__EXERCISE OBJECTIVE__.
Which lines of the material below contain the string "reflection"? Show every one of them in full, treating uppercase and lowercase letters as different.

## begin DATA EXTRACT

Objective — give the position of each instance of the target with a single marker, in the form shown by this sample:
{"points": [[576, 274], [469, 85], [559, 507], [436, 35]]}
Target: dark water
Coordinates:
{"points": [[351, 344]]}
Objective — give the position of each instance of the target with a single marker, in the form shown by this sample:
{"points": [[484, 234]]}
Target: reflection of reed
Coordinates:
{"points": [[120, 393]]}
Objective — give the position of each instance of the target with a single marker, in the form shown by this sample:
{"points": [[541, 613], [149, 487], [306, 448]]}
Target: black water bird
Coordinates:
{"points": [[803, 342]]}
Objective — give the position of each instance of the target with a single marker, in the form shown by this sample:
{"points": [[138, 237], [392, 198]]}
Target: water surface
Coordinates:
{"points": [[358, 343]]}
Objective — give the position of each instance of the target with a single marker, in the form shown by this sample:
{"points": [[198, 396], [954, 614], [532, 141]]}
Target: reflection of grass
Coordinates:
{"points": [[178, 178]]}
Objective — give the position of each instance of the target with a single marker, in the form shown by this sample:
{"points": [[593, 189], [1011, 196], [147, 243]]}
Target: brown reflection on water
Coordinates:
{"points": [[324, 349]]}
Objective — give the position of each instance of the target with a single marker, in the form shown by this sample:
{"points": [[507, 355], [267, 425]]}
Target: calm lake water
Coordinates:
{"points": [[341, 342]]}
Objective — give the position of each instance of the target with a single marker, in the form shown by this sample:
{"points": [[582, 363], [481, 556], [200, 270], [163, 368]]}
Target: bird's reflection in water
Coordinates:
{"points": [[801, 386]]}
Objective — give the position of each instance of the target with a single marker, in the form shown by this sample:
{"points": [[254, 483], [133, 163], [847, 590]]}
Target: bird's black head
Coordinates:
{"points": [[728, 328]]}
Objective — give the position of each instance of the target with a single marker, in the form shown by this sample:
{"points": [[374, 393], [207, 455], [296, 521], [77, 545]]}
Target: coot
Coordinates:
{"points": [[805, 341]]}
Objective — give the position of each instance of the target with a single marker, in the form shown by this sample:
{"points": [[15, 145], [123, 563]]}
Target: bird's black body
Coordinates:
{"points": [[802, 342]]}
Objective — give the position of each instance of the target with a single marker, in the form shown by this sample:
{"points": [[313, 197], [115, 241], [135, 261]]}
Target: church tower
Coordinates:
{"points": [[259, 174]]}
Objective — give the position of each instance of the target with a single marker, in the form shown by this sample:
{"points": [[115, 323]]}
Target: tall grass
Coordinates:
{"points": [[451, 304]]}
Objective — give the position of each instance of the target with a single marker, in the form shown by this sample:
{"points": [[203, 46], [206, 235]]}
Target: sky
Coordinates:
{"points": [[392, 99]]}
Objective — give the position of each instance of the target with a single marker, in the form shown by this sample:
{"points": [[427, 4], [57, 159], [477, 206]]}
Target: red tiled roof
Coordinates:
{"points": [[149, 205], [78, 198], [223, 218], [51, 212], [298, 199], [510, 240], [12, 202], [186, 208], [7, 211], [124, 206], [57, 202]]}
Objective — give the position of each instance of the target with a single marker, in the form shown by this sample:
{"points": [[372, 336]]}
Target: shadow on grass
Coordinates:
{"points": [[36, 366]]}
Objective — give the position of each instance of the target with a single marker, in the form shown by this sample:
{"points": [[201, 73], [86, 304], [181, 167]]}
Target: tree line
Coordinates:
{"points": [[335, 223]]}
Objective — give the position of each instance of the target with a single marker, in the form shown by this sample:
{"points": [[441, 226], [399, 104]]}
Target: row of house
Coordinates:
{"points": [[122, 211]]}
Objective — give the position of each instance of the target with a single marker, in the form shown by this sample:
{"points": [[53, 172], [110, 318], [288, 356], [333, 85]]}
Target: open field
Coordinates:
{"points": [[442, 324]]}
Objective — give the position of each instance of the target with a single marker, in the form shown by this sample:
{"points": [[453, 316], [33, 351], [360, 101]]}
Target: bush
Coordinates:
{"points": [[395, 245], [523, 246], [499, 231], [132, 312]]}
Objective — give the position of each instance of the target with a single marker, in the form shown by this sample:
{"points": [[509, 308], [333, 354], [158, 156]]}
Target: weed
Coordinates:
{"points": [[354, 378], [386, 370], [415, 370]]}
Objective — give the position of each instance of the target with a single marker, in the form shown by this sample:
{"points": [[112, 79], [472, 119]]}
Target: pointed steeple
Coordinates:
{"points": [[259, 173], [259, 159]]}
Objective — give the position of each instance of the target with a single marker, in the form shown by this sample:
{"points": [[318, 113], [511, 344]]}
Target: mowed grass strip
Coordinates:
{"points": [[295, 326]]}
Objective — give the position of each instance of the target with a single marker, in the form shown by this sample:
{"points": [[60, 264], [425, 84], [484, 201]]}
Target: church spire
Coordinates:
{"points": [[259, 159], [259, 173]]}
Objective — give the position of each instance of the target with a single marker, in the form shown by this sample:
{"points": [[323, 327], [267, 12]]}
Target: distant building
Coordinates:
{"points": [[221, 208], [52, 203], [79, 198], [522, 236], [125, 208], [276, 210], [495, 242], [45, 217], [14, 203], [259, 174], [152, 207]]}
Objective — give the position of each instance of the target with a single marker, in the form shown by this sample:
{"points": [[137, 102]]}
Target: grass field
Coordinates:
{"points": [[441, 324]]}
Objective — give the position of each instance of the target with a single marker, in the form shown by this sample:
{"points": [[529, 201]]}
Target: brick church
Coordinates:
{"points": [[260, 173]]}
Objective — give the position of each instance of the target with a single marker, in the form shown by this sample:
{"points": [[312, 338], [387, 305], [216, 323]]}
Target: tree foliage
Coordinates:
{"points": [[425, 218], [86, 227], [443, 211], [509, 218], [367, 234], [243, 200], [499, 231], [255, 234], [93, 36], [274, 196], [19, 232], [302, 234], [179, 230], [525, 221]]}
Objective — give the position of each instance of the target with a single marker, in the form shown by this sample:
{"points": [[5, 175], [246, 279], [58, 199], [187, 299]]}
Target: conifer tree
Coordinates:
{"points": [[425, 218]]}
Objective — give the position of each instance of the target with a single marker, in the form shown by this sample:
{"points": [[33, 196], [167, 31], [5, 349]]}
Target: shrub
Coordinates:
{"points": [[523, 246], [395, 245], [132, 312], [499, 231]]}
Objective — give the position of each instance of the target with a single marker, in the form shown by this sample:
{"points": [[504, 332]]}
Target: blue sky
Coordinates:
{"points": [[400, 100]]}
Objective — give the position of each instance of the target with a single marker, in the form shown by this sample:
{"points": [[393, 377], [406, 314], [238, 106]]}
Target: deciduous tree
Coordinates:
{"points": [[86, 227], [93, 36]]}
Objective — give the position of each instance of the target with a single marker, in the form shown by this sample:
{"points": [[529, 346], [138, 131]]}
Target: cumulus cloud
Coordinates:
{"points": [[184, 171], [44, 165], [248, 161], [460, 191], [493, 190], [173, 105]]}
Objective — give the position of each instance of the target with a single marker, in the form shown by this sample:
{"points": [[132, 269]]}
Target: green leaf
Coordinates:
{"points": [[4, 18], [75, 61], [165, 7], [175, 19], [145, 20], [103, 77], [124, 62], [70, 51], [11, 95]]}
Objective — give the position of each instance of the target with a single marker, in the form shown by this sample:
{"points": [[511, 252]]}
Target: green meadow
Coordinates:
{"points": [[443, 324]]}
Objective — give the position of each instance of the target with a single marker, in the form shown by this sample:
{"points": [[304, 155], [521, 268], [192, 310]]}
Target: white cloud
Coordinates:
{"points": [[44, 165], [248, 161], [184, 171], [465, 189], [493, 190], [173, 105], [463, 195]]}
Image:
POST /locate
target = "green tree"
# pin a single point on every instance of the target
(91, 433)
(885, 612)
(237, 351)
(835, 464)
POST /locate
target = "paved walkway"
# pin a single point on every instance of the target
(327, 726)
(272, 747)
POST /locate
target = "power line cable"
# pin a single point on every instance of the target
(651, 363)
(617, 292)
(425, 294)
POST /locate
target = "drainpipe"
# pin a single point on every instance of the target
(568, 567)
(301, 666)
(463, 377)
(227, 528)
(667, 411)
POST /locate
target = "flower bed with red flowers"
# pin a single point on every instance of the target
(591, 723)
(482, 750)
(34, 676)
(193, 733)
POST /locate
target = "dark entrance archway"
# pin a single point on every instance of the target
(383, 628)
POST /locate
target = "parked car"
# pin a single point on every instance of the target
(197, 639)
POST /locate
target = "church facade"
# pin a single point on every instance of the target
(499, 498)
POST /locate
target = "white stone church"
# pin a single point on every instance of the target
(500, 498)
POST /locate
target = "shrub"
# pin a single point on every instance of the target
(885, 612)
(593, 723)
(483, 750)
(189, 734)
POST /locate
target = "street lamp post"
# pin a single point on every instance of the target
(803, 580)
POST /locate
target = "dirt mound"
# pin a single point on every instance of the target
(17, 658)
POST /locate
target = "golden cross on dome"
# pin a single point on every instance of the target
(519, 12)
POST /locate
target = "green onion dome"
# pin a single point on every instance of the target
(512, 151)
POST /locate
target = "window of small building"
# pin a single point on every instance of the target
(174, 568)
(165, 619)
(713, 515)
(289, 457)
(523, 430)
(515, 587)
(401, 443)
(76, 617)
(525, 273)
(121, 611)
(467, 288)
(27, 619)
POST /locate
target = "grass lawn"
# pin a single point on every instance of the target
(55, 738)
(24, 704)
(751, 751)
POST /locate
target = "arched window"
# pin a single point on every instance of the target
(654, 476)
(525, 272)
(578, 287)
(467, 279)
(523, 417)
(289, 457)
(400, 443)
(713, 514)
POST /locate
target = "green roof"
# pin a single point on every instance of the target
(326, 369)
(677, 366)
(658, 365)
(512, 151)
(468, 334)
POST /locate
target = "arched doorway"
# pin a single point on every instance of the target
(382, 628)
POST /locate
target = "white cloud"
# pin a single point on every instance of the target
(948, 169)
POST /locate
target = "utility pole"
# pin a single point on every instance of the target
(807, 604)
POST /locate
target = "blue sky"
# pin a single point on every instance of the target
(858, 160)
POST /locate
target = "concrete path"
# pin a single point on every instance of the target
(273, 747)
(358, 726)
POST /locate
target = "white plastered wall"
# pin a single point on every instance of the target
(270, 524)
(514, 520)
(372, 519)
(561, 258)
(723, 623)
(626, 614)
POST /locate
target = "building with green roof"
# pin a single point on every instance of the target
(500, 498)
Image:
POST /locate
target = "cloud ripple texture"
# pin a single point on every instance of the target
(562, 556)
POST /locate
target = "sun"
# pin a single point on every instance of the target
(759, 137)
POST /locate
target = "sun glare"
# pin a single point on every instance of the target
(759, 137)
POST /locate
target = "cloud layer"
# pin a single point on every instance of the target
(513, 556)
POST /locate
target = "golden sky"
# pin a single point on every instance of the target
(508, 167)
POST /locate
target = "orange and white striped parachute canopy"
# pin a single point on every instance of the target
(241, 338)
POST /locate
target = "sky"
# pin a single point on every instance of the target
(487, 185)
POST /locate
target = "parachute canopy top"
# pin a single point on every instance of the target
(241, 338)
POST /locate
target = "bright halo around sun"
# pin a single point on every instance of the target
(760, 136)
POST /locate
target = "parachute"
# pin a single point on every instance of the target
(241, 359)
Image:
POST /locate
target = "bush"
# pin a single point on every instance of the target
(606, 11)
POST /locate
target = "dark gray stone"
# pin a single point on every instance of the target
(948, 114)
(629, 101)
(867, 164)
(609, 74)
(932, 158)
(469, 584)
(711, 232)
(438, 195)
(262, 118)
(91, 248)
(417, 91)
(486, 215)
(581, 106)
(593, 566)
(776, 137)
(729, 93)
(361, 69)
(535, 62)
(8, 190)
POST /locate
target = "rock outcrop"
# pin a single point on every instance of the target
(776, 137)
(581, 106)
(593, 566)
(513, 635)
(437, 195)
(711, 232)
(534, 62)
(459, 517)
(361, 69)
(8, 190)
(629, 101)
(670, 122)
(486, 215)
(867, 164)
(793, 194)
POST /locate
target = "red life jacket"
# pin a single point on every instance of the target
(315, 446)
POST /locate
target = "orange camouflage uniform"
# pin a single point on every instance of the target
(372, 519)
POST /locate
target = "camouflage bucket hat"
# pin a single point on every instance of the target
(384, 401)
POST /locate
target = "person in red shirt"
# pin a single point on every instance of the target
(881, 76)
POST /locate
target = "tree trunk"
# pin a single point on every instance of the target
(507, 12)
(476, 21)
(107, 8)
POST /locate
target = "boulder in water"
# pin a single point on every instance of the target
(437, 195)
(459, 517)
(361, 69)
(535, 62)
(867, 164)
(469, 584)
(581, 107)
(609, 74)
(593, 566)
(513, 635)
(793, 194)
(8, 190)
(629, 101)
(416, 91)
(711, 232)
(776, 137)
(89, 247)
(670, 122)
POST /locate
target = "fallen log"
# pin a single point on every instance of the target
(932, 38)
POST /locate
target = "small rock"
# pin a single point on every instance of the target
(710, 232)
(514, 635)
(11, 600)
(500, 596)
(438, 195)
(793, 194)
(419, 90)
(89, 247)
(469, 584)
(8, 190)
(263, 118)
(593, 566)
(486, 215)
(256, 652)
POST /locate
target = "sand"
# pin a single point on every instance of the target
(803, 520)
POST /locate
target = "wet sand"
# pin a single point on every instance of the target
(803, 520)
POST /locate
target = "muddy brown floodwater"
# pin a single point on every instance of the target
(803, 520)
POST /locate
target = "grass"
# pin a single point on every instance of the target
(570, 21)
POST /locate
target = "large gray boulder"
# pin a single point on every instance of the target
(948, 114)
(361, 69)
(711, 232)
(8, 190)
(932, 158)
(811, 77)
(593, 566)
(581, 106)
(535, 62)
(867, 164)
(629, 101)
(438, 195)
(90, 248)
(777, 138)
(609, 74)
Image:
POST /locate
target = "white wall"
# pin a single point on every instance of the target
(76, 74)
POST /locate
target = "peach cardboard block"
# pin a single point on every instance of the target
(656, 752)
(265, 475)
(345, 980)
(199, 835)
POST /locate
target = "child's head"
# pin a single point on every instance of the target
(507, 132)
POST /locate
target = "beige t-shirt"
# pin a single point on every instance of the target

## end DATA EXTRACT

__REPLY__.
Target: reflection of reed
Target: reflection of grass
Target: brown reflection on water
Target: bird's reflection in water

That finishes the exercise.